┌─ Extracted records

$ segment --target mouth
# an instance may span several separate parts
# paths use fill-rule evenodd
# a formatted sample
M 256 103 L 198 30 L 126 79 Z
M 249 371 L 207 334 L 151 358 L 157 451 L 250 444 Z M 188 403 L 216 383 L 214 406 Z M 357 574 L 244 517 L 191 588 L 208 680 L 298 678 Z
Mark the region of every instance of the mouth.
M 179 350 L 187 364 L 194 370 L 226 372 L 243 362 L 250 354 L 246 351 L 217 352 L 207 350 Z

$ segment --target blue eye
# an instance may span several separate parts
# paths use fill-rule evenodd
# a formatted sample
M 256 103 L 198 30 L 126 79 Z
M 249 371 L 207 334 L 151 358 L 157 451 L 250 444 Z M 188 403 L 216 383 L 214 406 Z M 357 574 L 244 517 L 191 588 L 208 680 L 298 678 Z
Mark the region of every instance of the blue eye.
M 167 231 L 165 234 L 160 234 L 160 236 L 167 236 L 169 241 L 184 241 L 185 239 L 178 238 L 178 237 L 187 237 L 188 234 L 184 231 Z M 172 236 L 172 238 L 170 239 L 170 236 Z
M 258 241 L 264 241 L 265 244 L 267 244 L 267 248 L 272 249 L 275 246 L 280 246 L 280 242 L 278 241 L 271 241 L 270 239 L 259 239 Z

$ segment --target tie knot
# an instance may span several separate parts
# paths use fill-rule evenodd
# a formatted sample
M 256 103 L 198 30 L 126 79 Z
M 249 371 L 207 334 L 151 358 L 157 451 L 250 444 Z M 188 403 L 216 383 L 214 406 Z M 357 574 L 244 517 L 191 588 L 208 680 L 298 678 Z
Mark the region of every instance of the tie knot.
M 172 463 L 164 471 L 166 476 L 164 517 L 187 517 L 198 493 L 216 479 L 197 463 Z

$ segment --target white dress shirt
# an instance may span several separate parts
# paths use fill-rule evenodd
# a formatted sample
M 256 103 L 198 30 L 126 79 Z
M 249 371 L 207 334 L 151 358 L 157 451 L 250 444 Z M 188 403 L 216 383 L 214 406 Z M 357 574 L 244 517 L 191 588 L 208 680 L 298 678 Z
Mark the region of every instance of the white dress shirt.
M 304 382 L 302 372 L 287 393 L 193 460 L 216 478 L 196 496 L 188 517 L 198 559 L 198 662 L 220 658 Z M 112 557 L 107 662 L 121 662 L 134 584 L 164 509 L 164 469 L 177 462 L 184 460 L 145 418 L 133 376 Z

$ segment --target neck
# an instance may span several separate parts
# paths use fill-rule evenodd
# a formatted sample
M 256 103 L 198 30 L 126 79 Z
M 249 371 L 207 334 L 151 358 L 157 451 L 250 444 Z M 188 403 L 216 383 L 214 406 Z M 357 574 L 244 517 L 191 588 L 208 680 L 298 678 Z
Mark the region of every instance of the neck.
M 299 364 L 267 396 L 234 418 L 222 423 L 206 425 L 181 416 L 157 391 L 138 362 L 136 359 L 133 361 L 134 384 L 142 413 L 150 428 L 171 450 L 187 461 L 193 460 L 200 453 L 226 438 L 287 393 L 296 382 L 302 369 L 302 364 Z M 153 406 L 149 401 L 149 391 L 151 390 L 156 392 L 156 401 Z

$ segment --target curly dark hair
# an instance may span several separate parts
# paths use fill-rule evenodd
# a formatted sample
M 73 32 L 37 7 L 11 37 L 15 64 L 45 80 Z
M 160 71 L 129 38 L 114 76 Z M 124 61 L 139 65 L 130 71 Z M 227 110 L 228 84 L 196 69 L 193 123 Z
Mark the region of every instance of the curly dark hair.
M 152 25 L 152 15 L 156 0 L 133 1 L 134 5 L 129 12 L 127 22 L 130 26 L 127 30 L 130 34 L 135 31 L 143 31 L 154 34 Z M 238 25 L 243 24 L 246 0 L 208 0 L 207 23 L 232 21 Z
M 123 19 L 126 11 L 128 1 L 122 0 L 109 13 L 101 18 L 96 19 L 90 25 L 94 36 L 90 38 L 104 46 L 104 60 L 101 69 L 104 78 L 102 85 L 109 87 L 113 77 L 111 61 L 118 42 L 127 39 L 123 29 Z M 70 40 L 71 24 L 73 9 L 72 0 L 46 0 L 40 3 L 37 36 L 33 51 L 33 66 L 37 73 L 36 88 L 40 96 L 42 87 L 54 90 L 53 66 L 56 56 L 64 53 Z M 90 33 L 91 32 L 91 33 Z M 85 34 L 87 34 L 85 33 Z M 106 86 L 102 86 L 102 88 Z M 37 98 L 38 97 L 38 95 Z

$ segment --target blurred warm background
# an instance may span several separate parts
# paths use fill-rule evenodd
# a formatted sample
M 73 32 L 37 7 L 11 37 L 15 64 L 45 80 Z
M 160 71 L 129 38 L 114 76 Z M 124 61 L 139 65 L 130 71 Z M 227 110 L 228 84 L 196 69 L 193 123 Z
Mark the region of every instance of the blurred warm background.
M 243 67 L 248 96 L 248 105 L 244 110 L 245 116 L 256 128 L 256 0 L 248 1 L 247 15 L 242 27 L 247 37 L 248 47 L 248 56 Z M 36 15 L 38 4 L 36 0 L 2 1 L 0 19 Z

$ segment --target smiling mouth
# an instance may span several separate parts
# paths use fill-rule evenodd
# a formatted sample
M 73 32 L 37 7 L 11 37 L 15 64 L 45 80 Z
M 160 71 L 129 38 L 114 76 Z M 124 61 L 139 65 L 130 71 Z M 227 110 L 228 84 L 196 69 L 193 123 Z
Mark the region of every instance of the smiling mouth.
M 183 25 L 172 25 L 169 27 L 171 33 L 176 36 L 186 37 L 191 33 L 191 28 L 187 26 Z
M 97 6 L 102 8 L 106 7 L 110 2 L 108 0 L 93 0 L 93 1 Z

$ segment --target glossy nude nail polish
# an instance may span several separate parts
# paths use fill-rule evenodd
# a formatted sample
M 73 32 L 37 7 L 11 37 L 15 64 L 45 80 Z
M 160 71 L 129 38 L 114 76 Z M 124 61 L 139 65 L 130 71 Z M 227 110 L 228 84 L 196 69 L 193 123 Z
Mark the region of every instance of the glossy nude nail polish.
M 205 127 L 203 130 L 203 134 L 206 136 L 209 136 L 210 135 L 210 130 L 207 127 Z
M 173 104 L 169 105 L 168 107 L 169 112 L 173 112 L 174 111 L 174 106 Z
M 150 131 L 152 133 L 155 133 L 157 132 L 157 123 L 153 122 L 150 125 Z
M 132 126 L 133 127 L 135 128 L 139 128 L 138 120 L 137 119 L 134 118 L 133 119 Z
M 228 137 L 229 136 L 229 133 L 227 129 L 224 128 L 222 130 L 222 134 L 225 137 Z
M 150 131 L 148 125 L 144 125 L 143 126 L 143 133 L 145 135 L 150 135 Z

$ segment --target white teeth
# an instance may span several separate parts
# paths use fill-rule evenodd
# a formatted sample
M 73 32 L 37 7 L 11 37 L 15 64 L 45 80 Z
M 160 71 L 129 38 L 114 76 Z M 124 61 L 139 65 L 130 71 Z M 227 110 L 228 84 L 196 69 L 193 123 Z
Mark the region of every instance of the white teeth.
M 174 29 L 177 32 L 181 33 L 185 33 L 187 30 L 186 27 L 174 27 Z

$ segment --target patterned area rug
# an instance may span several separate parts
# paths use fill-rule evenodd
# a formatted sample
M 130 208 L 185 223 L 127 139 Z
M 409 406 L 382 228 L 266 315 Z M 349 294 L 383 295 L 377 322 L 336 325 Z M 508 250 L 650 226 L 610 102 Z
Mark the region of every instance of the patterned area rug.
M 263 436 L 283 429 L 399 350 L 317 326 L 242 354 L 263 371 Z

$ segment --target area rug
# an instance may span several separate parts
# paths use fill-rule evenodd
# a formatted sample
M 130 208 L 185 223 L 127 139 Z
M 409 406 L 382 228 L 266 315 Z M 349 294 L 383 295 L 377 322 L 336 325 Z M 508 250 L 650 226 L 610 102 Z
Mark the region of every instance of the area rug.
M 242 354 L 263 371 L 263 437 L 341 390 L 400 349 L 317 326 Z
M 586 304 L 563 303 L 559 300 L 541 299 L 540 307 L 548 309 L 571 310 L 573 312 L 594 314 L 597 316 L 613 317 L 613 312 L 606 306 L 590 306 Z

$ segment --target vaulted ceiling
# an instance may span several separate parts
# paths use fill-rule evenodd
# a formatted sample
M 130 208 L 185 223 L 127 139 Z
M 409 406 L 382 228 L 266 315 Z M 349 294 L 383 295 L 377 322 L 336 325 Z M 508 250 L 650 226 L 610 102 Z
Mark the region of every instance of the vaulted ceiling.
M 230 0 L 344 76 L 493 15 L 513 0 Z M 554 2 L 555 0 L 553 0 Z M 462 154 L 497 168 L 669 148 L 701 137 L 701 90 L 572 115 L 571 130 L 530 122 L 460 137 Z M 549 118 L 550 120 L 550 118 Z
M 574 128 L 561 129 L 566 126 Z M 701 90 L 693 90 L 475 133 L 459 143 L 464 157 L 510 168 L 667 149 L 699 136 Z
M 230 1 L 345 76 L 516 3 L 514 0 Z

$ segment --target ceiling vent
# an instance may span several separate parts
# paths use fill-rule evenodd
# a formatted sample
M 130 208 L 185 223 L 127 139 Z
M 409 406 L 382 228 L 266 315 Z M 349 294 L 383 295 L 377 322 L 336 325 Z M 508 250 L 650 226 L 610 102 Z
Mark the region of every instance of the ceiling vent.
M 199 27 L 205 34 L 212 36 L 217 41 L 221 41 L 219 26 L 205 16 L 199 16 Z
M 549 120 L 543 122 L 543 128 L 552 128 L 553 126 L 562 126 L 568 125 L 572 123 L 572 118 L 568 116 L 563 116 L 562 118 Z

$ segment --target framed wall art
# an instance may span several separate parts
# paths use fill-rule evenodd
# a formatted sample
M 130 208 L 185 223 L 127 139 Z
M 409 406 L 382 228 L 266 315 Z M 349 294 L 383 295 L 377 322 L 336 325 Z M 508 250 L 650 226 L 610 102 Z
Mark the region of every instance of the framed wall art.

└─

Transcribe, without alteration, every line in the records above from the line containing "--target tie knot" down to the line containing "M 172 463 L", both included.

Final result
$ segment --target tie knot
# an instance may span several separate parts
# paths use fill-rule evenodd
# a formatted sample
M 256 103 L 198 30 L 126 79 Z
M 249 371 L 207 334 L 151 358 L 157 451 L 250 444 Z M 188 403 L 216 383 L 214 406 Z M 357 574 L 244 517 L 191 588 L 208 680 L 298 678 Z
Mark the region of every instance of the tie knot.
M 172 463 L 164 471 L 166 476 L 164 517 L 187 517 L 198 493 L 216 479 L 197 463 Z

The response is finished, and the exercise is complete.